Goals:
[A] In the passage on the Jamestown supply missions, on what date did the First Supply mission arrive in Jamestown?
[B] Translate this sentence from the passage on the Jamestown supply missions into Spanish: "Additional funds and resources were gathered and readied."
[C] Reproduce the passage on the Jamestown supply missions starting at "Newport made a" and ending at "and Sylvester Jordain.", but switch "storm" to "hurricane".

Source text:
<<<<

Despite the immediate area of Jamestown being uninhabited, the settlers were attacked, less than a fortnight after their arrival on May 14, by Paspahegh Indians who succeeded in killing one of the settlers and wounding eleven more. By June 15, the settlers finished the initial triangle James Fort.

First and Second Supply missions to Jamestown

In June 1607, a week after the initial Fort at Jamestown was completed, Newport sailed back for London on the Susan Constant with a load of pyrite ("fools' gold") and other supposedly precious minerals,[4] leaving behind 104 colonists, and the tiny Discovery for the use of the colonists. The Susan Constant, which had been a rental ship that had customarily been used as a freight transport, did not return to Virginia again.

However, Newport did return twice from England with additional supplies in the following 18 months, leading what were termed the First and Second Supply missions. Despite original intentions to grow food and trade with the Native Americans, the barely surviving colonists became dependent upon the supply missions. Before the arrival of the First Supply, over half of the colonists perished in the winter of 1607-08.

The urgently-needed First Supply mission arrived in Jamestown on January 8, 1608. The two ships under Newport's command were the John and Francis and the Phoenix. However, despite replenishing the supplies, the two ships also brought an additional 120 men, so with the survivors of the initial group, there were now 158 colonists, as recorded later by John Smith. [5] Accordingly, Newport left again for England almost immediately, to make an additional trip and bring even more supplies. Thomas Savage was one of the laborers under Captain Newport.

Nepwort took Chief Powhatan's tribesman, Namontack to London on April 10, 1608. Namontack remained there for three months and returned to Virginia with Newport.

The Second Supply arrived with in September, 1608, this time with Newport commanding the Mary Margaret, a ship of about 150 tons.[6] [7] In addition to urgently needed supplies, the Second Supply delivered another 70 persons, including the first two women from England, a "gentlewoman" and a woman servant. [8]

When Newport left yet again for another supply run, he was joined by John Smith, who had been seriously injured earlier that summer in a gunpowder explosion. The departure of Smith meant that the struggling colony was losing its most successful (albeit controversial) leader. Smith had been a guest of Wahunsenacawh at Werowocomoco (after initially arriving before the chief as a prisoner). Within that relationship, Smith had been the key to negotiating some successful trade with the Powhatan natives to obtain food and staples to help sustain the colonists. Now, with the departure of Newport, Smith, and the Mary Margaret, they lost their chief leader and negotiator with the natives just as Virginia faced a harsh winter following a period of drought.

The need for another, ideally much larger, supply mission was conveyed to the leaders of the Virginia Company effectively when Newport returned to England. Additional funds and resources were gathered and readied. However, the Third Supply, as well as the company's new purpose-built flagship, the Sea Venture, were each to become big problems for Jamestown.

Third Supply: ill-fated Sea Venture

Newport made a third trip to America in 1609, as captain of the Sea Venture and "Vice Admiral" of the Third Supply mission. However, the nine ships encountered a massive three day long storm, and became separated. The flagship of the mission, the Sea Venture, being new, was leaking like a sieve, having lost her caulking. Sir George Somers, who had taken the helm, deliberately drove her upon a reef to prevent her foundering. In an incident which is often credited as the inspiration for Shakespeare's play The Tempest, the passengers and crew found themselves stranded on the still-vexed Bermoothes (Bermuda).[9] In addition to Newport and Somers, notable personages aboard the Sea Venture included Sir Thomas Gates, John Rolfe, William Strachey, and Sylvester Jordain.

>>>>

Information shown:
<<<<

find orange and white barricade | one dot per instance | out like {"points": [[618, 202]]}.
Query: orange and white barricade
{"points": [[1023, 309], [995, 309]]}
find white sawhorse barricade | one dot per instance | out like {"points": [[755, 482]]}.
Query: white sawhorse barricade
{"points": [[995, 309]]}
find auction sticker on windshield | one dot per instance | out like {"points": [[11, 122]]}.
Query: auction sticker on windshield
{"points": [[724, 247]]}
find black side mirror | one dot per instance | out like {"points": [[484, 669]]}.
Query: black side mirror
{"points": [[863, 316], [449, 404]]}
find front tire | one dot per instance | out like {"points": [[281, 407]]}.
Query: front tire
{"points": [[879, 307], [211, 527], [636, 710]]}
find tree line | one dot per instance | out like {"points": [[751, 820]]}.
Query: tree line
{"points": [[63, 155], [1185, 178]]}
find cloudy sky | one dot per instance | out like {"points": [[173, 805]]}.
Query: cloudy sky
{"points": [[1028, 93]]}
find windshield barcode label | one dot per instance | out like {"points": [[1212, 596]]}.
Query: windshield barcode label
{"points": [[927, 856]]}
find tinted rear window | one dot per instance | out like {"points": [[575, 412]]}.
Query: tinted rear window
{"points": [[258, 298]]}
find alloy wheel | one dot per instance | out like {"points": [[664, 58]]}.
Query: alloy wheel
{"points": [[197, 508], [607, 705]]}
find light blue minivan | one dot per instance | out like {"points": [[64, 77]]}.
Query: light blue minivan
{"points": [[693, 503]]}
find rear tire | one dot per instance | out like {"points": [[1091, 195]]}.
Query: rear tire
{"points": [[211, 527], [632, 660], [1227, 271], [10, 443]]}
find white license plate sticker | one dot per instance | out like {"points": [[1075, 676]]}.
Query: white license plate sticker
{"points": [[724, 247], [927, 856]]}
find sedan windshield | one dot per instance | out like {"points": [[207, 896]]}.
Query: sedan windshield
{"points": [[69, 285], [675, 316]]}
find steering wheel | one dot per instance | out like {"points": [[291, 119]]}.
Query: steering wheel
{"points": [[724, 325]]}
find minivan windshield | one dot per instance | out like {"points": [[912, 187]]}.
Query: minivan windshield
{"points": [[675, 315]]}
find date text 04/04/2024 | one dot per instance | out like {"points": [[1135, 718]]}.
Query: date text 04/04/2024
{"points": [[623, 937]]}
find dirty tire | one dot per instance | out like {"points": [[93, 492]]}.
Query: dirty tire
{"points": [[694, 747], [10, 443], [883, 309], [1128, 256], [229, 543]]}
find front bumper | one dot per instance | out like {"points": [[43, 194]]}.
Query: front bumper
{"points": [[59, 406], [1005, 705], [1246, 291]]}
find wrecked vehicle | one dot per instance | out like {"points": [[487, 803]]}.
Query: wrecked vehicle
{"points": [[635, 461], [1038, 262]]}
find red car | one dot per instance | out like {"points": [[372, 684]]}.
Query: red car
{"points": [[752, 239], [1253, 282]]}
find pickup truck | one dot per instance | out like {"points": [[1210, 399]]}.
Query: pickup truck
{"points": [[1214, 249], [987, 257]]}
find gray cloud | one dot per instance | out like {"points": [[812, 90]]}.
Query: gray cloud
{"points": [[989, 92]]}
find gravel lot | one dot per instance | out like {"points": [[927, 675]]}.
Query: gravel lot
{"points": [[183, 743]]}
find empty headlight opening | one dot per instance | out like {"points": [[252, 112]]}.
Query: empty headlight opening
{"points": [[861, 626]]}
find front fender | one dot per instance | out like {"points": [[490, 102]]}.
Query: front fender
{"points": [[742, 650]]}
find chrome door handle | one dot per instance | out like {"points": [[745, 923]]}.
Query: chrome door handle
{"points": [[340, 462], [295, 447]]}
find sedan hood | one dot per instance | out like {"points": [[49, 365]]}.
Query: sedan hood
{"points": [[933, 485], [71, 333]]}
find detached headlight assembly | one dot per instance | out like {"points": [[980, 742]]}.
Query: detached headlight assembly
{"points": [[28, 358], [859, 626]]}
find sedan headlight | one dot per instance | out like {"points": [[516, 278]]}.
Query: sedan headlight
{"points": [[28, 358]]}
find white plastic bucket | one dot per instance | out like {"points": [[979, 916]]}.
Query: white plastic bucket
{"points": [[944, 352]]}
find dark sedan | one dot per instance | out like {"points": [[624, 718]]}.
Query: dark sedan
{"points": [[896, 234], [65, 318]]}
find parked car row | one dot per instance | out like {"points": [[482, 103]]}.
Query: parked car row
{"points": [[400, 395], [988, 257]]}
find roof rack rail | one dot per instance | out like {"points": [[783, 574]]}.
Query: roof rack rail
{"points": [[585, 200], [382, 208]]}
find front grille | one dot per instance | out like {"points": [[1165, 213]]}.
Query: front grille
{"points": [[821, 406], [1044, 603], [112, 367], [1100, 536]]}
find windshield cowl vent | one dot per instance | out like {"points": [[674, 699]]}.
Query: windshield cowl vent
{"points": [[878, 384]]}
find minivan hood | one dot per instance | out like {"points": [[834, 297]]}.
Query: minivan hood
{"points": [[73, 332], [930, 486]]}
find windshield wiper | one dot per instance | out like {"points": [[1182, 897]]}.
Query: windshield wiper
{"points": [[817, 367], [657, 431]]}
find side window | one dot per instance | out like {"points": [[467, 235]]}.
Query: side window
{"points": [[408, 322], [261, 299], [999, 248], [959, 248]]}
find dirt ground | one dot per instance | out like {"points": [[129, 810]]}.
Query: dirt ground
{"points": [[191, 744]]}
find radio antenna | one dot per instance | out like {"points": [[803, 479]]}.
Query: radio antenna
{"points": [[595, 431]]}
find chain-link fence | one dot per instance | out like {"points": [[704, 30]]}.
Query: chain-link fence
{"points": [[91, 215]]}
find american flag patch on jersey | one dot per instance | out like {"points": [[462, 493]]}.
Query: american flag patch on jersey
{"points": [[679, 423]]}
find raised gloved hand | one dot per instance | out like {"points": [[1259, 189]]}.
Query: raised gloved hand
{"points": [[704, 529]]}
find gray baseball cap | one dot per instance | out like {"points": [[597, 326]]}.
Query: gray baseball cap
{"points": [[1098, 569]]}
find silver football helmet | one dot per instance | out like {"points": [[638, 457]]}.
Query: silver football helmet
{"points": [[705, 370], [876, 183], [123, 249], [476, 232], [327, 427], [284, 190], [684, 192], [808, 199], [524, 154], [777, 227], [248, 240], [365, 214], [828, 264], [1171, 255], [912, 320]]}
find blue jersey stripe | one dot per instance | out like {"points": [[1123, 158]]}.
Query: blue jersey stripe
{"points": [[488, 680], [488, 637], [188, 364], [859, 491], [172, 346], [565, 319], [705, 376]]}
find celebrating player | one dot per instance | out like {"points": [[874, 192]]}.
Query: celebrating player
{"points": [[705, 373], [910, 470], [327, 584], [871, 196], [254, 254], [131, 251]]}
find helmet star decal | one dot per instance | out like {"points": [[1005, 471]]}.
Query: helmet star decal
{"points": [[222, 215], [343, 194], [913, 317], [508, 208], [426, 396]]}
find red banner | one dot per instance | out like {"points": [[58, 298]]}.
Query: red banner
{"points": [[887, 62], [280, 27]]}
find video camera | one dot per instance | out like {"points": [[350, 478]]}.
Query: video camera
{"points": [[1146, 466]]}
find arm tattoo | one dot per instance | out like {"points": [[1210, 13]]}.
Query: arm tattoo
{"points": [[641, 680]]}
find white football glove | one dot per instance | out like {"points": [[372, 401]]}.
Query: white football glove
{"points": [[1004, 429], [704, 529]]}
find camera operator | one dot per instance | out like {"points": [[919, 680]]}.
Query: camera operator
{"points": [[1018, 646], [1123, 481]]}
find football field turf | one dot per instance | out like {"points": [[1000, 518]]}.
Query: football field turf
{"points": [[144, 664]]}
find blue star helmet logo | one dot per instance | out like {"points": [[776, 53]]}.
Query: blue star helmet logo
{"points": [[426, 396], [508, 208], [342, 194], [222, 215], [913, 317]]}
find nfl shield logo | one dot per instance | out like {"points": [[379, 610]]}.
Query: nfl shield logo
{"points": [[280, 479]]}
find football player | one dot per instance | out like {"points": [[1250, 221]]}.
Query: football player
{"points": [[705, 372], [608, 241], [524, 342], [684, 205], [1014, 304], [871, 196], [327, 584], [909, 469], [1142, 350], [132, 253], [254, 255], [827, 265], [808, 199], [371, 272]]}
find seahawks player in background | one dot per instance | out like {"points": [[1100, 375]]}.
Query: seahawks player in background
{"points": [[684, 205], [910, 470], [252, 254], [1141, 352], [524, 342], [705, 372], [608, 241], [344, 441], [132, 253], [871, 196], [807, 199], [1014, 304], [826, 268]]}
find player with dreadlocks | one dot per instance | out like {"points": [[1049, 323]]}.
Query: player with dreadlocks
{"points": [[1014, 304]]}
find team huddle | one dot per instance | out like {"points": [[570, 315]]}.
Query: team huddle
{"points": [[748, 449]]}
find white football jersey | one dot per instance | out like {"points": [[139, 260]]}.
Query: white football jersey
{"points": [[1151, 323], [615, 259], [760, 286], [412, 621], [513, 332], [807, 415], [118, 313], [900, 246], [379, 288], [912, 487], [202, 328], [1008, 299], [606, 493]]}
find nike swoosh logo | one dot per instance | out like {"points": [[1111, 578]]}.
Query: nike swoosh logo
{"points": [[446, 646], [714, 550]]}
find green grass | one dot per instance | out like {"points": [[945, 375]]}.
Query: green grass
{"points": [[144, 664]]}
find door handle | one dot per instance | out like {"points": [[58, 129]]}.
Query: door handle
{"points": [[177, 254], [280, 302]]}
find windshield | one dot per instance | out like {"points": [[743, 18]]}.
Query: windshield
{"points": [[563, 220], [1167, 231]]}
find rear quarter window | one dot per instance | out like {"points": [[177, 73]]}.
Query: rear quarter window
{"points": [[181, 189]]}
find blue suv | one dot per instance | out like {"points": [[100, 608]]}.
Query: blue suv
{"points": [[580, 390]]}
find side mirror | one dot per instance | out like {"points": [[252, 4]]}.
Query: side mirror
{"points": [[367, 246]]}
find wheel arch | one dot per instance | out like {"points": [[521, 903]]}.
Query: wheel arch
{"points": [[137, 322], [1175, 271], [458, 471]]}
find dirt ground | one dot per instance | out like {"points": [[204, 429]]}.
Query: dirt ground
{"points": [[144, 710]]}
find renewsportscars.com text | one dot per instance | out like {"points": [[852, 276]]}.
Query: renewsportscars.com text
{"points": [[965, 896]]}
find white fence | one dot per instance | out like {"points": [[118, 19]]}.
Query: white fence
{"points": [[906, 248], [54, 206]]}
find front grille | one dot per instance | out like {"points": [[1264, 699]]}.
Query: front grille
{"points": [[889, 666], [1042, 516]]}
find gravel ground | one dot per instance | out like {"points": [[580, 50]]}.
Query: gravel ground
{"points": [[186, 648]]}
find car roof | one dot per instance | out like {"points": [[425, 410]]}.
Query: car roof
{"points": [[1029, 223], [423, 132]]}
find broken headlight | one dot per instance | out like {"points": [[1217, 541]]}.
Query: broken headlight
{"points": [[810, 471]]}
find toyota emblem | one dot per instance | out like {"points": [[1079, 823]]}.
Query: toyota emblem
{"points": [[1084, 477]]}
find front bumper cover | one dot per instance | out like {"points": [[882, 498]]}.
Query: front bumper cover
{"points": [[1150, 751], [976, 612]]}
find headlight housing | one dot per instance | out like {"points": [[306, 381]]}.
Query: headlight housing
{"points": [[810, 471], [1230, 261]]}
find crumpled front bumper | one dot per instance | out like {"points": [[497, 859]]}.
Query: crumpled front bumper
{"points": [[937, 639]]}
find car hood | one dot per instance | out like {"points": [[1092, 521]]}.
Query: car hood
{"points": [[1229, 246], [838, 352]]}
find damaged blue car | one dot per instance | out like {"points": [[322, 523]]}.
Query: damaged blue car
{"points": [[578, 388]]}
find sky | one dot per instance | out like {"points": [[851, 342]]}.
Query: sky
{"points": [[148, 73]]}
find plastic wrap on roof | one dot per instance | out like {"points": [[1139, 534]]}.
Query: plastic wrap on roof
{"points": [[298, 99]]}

>>>>

Answers for the tasks:
[A] January 8, 1608

[B] Se reunieron y prepararon fondos y recursos adicionales.

[C]
Newport made a third trip to America in 1609, as captain of the Sea Venture and "Vice Admiral" of the Third Supply mission. However, the nine ships encountered a massive three day long hurricane, and became separated. The flagship of the mission, the Sea Venture, being new, was leaking like a sieve, having lost her caulking. Sir George Somers, who had taken the helm, deliberately drove her upon a reef to prevent her foundering. In an incident which is often credited as the inspiration for Shakespeare's play The Tempest, the passengers and crew found themselves stranded on the still-vexed Bermoothes (Bermuda).[9] In addition to Newport and Somers, notable personages aboard the Sea Venture included Sir Thomas Gates, John Rolfe, William Strachey, and Sylvester Jordain.